Task brief -
Below are the entries; output exactly the lines from the one containing "Question. Indicate each instance of the maroon" through the final line, inclusive.
>> Start Source data
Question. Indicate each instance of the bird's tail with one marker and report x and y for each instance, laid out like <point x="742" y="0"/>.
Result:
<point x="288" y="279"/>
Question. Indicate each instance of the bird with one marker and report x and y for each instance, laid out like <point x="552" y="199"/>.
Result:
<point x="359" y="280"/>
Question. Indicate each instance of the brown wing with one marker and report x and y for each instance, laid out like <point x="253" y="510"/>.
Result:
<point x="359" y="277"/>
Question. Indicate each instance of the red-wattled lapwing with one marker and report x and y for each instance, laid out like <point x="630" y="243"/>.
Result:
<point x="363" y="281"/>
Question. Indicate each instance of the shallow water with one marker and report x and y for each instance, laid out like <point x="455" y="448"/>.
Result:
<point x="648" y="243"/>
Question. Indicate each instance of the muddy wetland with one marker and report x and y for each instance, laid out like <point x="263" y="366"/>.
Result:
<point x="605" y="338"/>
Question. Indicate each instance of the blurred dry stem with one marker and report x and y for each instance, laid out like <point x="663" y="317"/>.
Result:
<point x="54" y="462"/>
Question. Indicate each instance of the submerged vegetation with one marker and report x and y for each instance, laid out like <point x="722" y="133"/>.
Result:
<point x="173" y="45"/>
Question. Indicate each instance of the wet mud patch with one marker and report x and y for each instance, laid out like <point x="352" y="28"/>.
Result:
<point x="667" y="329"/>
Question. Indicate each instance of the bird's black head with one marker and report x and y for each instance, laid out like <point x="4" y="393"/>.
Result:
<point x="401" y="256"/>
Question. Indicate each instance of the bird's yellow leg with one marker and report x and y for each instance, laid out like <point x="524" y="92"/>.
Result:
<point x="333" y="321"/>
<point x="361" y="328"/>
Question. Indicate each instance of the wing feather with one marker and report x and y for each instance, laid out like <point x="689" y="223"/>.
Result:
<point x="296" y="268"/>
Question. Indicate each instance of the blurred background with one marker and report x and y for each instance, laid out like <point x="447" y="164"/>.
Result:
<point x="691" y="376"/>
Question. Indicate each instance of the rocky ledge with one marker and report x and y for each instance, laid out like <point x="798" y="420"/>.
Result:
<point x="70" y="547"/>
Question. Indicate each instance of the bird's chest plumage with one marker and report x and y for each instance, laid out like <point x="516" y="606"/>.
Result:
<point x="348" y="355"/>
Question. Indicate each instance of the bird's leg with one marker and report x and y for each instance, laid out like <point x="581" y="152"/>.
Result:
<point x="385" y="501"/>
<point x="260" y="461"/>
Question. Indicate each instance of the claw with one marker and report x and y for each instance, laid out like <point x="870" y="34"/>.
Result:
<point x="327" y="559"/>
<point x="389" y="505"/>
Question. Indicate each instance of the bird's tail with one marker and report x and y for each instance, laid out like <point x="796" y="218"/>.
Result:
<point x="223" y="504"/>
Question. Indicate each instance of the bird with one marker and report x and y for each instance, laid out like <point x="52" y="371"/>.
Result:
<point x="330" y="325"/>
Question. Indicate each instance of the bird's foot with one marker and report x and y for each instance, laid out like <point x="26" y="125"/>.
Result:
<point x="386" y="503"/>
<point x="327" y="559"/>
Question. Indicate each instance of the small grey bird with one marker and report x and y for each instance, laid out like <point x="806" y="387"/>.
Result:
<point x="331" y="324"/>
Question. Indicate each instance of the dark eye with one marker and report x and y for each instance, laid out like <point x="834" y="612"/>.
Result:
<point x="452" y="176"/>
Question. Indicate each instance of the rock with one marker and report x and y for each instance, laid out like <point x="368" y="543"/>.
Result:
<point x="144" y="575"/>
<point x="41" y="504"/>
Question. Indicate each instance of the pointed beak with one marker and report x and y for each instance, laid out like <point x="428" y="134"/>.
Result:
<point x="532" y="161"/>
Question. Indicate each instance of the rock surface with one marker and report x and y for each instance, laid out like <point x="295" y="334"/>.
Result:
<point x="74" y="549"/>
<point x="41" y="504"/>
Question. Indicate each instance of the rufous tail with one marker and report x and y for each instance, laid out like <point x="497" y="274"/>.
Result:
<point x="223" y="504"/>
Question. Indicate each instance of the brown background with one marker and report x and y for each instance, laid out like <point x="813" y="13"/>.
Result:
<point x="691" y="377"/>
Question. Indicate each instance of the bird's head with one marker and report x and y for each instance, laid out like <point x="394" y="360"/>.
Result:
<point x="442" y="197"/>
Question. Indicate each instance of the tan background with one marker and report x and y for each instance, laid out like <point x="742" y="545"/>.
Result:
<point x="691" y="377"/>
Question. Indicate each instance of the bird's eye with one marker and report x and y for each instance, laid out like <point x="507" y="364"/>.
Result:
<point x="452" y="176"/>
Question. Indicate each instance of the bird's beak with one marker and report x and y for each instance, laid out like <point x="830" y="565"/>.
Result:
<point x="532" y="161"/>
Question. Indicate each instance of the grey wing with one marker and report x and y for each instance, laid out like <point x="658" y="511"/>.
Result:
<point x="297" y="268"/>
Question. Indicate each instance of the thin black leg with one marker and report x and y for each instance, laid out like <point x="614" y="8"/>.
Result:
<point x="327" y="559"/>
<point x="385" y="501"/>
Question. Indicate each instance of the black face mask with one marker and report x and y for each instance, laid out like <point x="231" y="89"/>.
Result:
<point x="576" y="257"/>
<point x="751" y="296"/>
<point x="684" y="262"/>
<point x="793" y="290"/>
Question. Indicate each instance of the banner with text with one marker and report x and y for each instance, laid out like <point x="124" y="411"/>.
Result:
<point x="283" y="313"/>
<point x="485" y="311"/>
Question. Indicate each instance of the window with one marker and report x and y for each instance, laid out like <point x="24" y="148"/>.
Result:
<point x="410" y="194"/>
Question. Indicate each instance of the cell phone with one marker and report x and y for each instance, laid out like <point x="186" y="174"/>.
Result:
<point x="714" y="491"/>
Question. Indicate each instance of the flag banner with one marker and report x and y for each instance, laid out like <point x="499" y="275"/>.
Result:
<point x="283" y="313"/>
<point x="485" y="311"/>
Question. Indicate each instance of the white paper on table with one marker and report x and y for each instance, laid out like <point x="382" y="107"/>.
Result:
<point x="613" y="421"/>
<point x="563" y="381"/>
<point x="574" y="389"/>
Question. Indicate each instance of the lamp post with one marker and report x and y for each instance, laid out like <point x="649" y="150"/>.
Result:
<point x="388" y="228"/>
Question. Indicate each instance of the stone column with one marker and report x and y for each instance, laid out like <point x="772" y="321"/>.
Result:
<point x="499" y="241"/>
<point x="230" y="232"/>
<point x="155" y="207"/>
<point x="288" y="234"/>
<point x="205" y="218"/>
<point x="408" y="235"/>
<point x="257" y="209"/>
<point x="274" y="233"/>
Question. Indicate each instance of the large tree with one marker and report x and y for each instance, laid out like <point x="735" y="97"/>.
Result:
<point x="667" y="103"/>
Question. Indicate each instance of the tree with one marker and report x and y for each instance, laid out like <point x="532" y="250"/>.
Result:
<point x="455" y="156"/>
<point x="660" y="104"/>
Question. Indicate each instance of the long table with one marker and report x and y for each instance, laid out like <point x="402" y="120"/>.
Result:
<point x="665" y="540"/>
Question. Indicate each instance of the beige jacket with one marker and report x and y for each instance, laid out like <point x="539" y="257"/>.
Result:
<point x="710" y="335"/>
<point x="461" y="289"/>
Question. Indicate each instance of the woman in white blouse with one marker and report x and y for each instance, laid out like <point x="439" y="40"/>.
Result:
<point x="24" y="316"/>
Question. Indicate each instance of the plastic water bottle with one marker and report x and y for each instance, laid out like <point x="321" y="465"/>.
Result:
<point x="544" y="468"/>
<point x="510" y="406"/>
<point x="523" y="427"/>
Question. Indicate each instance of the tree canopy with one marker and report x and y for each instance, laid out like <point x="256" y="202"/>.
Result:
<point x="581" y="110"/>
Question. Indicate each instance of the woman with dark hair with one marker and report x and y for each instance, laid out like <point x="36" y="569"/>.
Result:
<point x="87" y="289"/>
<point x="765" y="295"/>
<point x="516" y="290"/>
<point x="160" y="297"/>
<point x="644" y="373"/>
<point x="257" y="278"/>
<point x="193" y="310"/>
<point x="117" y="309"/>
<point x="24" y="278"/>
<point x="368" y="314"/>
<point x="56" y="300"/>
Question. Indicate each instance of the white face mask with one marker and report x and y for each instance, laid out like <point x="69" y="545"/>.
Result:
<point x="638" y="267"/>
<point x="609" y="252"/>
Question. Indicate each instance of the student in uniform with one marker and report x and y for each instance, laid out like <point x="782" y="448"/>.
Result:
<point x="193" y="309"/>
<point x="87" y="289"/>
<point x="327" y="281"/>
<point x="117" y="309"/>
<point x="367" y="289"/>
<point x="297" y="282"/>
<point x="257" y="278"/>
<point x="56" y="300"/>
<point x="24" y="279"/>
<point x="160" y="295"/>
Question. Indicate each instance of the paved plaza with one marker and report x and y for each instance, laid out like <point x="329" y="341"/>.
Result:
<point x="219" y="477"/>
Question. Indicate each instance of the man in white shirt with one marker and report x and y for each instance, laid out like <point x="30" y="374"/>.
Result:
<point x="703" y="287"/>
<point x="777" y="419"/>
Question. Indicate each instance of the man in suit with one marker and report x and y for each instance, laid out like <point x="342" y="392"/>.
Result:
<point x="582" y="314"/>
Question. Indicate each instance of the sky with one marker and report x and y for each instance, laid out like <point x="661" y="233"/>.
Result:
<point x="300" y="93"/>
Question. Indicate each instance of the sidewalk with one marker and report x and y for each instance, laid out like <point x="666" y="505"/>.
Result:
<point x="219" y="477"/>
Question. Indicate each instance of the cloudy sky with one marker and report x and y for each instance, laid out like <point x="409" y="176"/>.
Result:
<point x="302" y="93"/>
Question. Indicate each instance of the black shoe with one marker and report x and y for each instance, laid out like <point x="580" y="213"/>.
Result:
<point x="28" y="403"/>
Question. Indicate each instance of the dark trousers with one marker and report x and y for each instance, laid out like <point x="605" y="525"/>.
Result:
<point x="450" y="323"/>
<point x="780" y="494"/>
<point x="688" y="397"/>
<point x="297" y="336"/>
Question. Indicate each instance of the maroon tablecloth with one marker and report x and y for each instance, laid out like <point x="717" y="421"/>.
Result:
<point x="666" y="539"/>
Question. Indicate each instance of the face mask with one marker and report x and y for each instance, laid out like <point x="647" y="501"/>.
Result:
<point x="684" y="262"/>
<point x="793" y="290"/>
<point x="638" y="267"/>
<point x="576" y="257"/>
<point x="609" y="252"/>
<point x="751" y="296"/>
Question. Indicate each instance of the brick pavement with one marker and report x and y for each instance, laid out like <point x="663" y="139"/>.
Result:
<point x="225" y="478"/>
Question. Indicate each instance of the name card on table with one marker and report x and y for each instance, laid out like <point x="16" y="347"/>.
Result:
>> End Source data
Exercise solution -
Question. Indicate each instance of the maroon tablecloth with one marker and report x and y for each instance, laid out like <point x="717" y="421"/>.
Result:
<point x="666" y="539"/>
Question. Indicate each instance of the face mask with one marker and report x and y for each instance, laid out like <point x="647" y="501"/>.
Result:
<point x="684" y="262"/>
<point x="793" y="290"/>
<point x="638" y="267"/>
<point x="576" y="257"/>
<point x="609" y="252"/>
<point x="751" y="296"/>
Question. Indicate each instance of the brick pavement with one marker and report x and y for each instance, laid out like <point x="663" y="139"/>.
Result:
<point x="225" y="478"/>
Question. Indicate each instance of the name card on table with one marker and report x and y for each instance, laid out like <point x="16" y="347"/>.
Result:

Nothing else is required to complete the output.